Author: Thomas Mann
Publication Date: 1996 (1924)
Genre: Modern Classics
Hans Castorp is 'a perfectly ordinary, if engaging young man' when he goes to visit his cousin in an exclusive sanatorium in the Swiss Alps. What should have been a three week trip turns into a seven year stay. Hans falls in love and becomes intoxicated with the ideas he hears at the clinic - ideas which will strain and crack apart in a world on the verge of the First World War.
As soon as I started reading The Magic Mountain, I was reminded of the film A Cure for Wellness, and when I looked just now at the film's Wikipedia page, it does say the screenwriters were inspired by this novel. However, while the movie is a psychological thriller/horror piece with a fantasy twist, the novel is more of a philosophical pondering across a range of themes and topics. The Magic Mountain is very much an intellectual piece. The characters are memorable, but there is not a vast amount of character development, and while there is a plot of sorts and action does take place now and then, the central thrust of this book really is the philosophical discussions between the characters while they sit around the sanatorium. It is interesting, without a doubt, but it's not going to be to everyone's taste. One chapter is also written predominantly in French, which was no problem for me, but if you don't read French, you'll have to skip past it. Overall, I am giving this four stars. It was intriguing, but after 700 pages of philosophy, I am looking forward to reading something more plot-based again.

**Data**
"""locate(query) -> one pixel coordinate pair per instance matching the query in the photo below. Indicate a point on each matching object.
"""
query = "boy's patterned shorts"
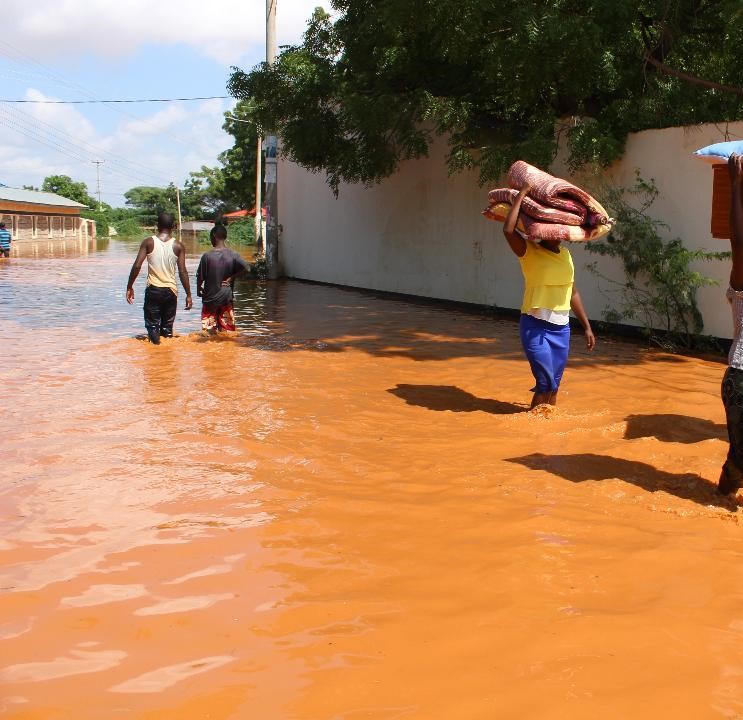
(215, 319)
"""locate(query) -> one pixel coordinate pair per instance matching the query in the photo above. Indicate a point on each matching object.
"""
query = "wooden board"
(720, 220)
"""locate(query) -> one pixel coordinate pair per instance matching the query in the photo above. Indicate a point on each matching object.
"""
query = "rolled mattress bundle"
(554, 209)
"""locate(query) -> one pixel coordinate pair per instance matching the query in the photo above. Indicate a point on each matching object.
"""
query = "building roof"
(244, 213)
(36, 197)
(197, 225)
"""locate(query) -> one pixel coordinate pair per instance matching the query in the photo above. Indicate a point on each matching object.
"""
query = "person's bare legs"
(544, 398)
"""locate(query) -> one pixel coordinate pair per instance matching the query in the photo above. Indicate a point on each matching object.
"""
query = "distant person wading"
(165, 256)
(215, 279)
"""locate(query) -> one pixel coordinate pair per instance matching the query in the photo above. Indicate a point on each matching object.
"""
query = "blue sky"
(83, 49)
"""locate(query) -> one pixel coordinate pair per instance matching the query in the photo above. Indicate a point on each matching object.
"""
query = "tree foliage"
(65, 186)
(660, 283)
(501, 81)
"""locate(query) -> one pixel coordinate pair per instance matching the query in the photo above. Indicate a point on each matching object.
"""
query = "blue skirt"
(546, 346)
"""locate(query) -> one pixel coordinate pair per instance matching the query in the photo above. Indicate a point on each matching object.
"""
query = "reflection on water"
(343, 511)
(38, 284)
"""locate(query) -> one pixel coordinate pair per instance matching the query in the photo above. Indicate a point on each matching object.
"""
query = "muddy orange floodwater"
(344, 512)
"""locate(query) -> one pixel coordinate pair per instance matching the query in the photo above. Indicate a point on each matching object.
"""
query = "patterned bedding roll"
(555, 192)
(536, 231)
(535, 209)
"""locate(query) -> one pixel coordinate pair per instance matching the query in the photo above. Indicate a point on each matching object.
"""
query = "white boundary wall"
(420, 232)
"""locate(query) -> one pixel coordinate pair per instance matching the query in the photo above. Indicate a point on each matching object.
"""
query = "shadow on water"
(452, 398)
(673, 428)
(589, 466)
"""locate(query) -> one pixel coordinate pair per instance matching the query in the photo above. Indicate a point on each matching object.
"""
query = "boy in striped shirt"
(5, 240)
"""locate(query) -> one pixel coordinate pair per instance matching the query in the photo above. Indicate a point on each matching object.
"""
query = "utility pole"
(178, 203)
(259, 239)
(98, 164)
(272, 211)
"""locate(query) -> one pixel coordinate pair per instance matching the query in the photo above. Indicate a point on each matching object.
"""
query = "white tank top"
(735, 356)
(162, 264)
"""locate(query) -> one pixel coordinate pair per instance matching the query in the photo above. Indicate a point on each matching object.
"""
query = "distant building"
(192, 228)
(32, 215)
(242, 214)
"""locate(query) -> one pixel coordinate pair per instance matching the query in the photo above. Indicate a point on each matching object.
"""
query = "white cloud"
(160, 148)
(225, 30)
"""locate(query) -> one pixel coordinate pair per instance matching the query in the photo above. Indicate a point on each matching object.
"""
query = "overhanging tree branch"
(693, 79)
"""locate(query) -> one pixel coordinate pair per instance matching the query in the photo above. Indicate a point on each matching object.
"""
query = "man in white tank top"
(731, 476)
(165, 257)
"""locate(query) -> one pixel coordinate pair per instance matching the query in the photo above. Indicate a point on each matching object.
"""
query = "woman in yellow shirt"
(549, 295)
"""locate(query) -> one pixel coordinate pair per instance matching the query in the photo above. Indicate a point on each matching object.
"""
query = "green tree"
(502, 82)
(65, 186)
(230, 185)
(151, 201)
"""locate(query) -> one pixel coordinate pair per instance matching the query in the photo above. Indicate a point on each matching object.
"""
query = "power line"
(17, 55)
(88, 102)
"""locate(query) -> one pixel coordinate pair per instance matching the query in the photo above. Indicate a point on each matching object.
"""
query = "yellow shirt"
(548, 278)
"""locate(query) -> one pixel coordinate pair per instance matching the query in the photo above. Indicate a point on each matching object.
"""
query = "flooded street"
(344, 512)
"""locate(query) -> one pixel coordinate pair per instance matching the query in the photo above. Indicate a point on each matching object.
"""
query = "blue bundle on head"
(719, 153)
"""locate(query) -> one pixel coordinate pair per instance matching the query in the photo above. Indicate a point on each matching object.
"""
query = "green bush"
(659, 288)
(127, 226)
(241, 232)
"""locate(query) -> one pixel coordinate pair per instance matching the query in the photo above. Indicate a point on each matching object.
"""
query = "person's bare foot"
(727, 485)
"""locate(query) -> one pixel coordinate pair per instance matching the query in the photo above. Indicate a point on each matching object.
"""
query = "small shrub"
(127, 226)
(241, 232)
(660, 287)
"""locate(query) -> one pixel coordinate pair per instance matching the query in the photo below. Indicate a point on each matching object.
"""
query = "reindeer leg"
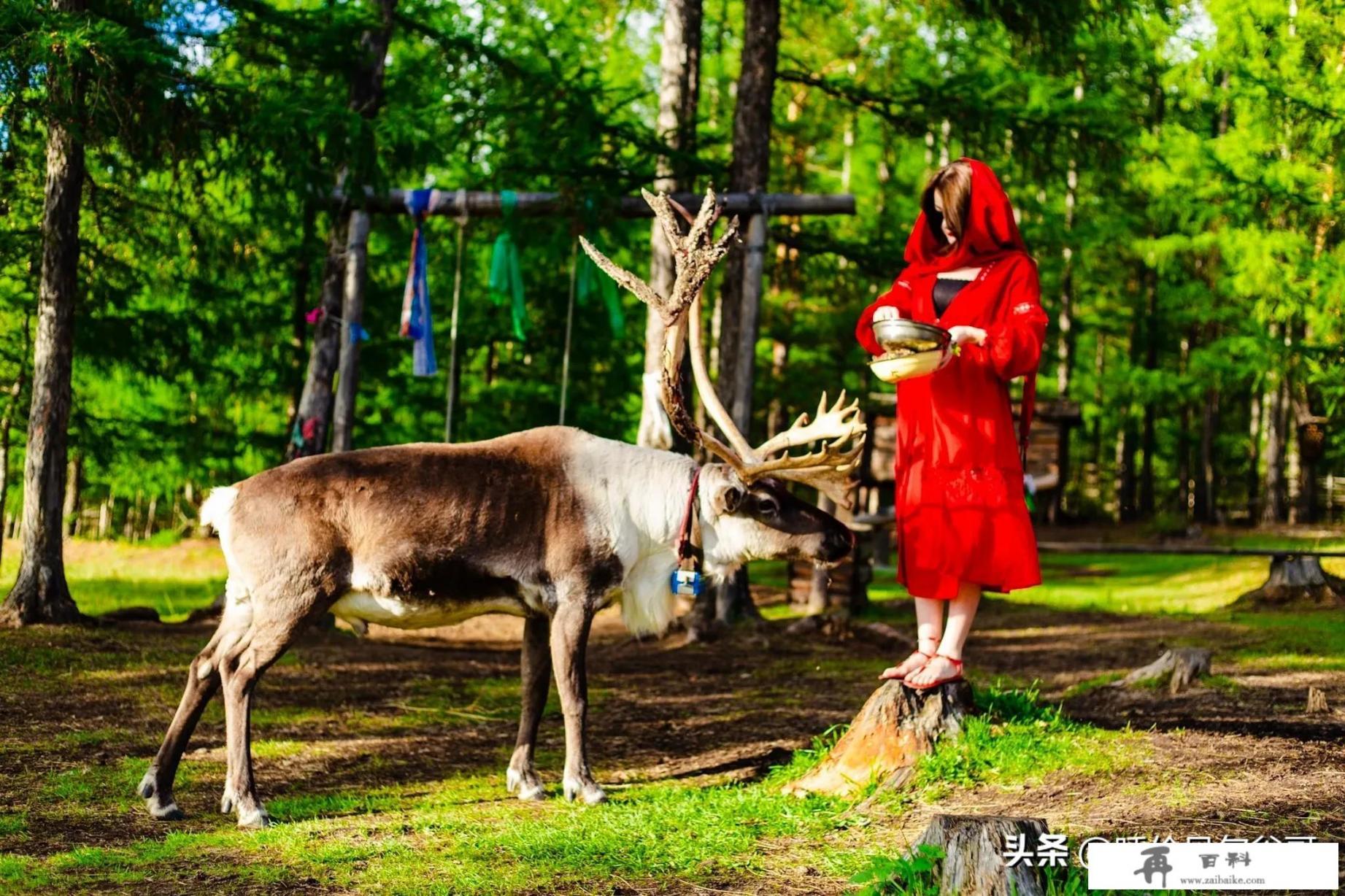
(202, 684)
(569, 639)
(274, 630)
(537, 680)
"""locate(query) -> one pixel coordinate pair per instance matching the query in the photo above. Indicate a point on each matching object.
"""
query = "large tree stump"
(896, 727)
(1295, 580)
(1180, 668)
(974, 849)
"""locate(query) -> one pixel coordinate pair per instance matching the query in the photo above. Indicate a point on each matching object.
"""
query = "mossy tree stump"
(976, 852)
(1180, 668)
(896, 727)
(1295, 580)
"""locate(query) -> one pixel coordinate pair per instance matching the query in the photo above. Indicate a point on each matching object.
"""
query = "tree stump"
(1295, 580)
(896, 725)
(974, 848)
(1180, 668)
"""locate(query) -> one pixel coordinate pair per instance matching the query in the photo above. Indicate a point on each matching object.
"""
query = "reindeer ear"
(727, 498)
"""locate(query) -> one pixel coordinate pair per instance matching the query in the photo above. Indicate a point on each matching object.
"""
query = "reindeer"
(550, 524)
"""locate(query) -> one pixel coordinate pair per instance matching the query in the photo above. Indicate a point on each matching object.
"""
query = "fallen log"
(976, 852)
(1180, 668)
(893, 728)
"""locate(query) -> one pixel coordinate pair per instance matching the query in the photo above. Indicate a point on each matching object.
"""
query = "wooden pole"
(754, 269)
(569, 327)
(487, 205)
(351, 314)
(452, 334)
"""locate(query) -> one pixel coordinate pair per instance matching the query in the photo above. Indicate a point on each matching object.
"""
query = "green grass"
(459, 833)
(172, 577)
(1014, 741)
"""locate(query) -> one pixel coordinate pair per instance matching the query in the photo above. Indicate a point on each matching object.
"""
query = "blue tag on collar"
(686, 582)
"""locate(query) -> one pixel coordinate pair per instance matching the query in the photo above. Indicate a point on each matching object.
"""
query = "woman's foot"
(911, 663)
(939, 671)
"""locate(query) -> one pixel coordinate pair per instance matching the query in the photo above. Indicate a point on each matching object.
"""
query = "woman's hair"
(952, 182)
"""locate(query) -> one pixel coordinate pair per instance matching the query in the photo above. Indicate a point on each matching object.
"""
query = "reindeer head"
(752, 513)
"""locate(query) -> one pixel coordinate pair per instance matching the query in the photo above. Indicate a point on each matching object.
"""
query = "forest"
(1174, 169)
(242, 241)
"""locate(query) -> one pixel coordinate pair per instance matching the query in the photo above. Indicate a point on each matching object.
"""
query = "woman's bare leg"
(928, 627)
(962, 611)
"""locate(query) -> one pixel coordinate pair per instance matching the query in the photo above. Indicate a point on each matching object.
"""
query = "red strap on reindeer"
(685, 551)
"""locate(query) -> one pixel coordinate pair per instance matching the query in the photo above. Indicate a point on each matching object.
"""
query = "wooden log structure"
(893, 728)
(974, 848)
(350, 266)
(474, 204)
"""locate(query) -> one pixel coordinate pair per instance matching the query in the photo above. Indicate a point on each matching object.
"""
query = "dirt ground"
(1239, 760)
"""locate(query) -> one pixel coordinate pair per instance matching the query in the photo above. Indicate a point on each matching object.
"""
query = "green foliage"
(1201, 239)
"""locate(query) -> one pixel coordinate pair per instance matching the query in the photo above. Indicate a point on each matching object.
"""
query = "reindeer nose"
(839, 542)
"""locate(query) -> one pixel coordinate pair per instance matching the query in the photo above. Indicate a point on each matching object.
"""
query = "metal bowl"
(899, 336)
(911, 349)
(892, 368)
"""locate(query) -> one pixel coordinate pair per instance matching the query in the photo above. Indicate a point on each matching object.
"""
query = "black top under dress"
(944, 290)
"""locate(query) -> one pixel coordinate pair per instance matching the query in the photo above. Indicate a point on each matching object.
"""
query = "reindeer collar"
(689, 533)
(686, 577)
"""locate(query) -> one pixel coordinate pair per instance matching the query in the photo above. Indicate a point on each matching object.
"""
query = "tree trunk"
(11, 409)
(1149, 439)
(1255, 413)
(41, 592)
(1295, 582)
(1180, 668)
(352, 312)
(1274, 412)
(679, 88)
(1206, 481)
(308, 435)
(740, 298)
(299, 307)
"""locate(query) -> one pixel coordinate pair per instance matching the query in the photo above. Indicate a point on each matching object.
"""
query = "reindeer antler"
(826, 468)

**What you need to do**
1: In the review of The Magic Mountain, how long does Hans Castorp's planned three-week trip end up lasting?
2: Sum up the review of The Magic Mountain in two sentences.
3: In the review of The Magic Mountain, copy word for word the passage from "Genre: Modern Classics" to "First World War.".

**Answers to the problems**
1: Seven years.

2: The Magic Mountain follows Hans Castorp, whose three-week visit to his cousin at a sanatorium in the Swiss Alps turns into a seven-year stay, and the reviewer calls it an intellectual novel driven mainly by philosophical discussions rather than plot or character development. The reviewer gives it four stars, finding it intriguing but not to everyone's taste, and after 700 pages of philosophy is looking forward to reading something more plot-based.

3:
Genre: Modern Classics
Hans Castorp is 'a perfectly ordinary, if engaging young man' when he goes to visit his cousin in an exclusive sanatorium in the Swiss Alps. What should have been a three week trip turns into a seven year stay. Hans falls in love and becomes intoxicated with the ideas he hears at the clinic - ideas which will strain and crack apart in a world on the verge of the First World War.